- [Article]

=======

Béatrice Didier est née à La Tronche (Isère), fille de Noël Didier, professeur d’Histoire du droit à l’Université de Grenoble et de Monique Collin-Dufresne. Elle est mère de trois enfants : Noël, Hervé et Anne Le Gall.
"Le Bonheur de la littérature : Variations critiques pour Béatrice Didier", PUF, 2005, sous la direction de Christine Montalbetti et Jacques Neefs
L’œuvre critique de Béatrice Didier se signale par l’ampleur des territoires qu’elle découvre et commente. Parcourant volontiers le livre du monde, Béatrice Didier fait de la bibliothèque un monde également, monde large, ouvert, aux paysages mobiles et attirants. C’est sur ses traces que les participants à cet hommage ont voulu porter leurs pas.
A suivre Béatrice Didier, les rencontres sont nombreuses : avec Senancour d’abord, de manière peut-être emblématique, dont elle fait apparaître la profondeur de l'imaginaire, auquel elle est revenue, comme « romancier », mais aussi, dans son édition récente, comme l’auteur des Rêveries, répondant, à travers lacs, montagnes et forêts, au partage que cet auteur propose, avec un « vous » qui devient « nous », de la quête rousseauiste de « quelques beauté primitive ».
Les rencontres sont nombreuses également sur les territoires sandiens, longuement arpentés, dans leur versant romanesque : Lélia, Indiana, ou par une relecture de François le Champi, à la lumière du rôle que ce roman jouera pour le narrateur d’A la recherche du temps perdu ce conte oral qui interroge le lien avec la mère, est le récit d’une sorte d’inceste autorisé dont l’effet, par ce retour à la matrice est une certaine négation du temps. Béatrice Didier accompagne les œuvres de Sand également dans leur versant autobiographique, l’Histoire de ma vie se constituant surtout comme une histoire de la naissance - difficile, différée fragile - à l’écriture, dont la forme préhistorique, libre, évanescente et subtile était le poème rêvé, non écrit, de Corambé. C’est ainsi qu’elle sait accompagner l’ample flot de cette œuvre généreuse, comme d’un « long fleuve d’Amérique ».
Dans une écoute constante de la théorie, et le souci d’en moduler les propositions pour parvenir, dans le geste herméneutique, à relever les particularités de chaque écriture, l’étude de George Sand alimente une réflexion sur l’écriture-femme qui prend aussi pour points d’appui parmi d’autres encore, Mme de Staël ou Mme de Charrière.

=======

- [Données fournies]

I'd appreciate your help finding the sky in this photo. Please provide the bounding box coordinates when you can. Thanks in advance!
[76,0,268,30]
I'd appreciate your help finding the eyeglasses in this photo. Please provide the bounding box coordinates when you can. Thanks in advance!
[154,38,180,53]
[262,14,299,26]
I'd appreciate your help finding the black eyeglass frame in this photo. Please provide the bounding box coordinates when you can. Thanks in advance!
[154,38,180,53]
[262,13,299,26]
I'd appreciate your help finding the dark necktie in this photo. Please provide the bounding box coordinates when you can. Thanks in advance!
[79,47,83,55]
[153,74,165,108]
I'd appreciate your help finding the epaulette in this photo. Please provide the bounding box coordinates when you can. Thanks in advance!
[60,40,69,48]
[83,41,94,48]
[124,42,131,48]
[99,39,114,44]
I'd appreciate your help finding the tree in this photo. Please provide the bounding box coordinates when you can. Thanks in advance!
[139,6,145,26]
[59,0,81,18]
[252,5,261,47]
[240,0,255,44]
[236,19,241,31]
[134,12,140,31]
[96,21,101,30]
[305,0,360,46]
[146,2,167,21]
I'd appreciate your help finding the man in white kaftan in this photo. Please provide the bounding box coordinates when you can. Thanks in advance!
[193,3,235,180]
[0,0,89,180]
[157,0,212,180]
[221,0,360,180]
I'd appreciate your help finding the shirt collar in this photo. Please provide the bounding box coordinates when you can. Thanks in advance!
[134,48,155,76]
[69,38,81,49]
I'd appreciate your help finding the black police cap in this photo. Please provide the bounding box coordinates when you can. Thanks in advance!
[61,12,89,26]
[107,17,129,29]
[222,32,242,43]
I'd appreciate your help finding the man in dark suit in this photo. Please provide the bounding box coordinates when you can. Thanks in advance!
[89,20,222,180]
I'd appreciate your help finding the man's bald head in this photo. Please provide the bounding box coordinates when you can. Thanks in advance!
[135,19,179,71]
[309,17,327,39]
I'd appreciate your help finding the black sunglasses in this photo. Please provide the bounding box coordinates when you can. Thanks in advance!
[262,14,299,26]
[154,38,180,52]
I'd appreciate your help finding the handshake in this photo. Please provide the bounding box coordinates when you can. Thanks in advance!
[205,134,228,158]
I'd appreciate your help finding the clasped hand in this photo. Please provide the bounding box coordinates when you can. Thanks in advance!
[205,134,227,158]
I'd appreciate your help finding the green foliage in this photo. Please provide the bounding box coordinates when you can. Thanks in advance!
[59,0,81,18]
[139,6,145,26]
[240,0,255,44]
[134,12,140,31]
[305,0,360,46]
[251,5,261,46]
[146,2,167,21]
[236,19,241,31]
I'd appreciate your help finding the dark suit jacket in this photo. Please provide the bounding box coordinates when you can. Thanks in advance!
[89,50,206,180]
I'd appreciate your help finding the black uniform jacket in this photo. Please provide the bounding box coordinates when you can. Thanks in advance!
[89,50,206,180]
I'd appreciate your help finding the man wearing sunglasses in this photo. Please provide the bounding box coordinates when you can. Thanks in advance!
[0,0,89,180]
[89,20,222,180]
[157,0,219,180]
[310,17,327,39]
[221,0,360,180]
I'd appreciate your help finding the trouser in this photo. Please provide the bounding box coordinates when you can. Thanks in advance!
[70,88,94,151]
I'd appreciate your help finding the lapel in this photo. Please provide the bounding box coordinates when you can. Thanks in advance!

=======

- [Consigne] D'après l'article, quel était le métier de Noël Didier, le père de Béatrice Didier ?

- [Réponse] Il était professeur d'Histoire du droit à l'Université de Grenoble.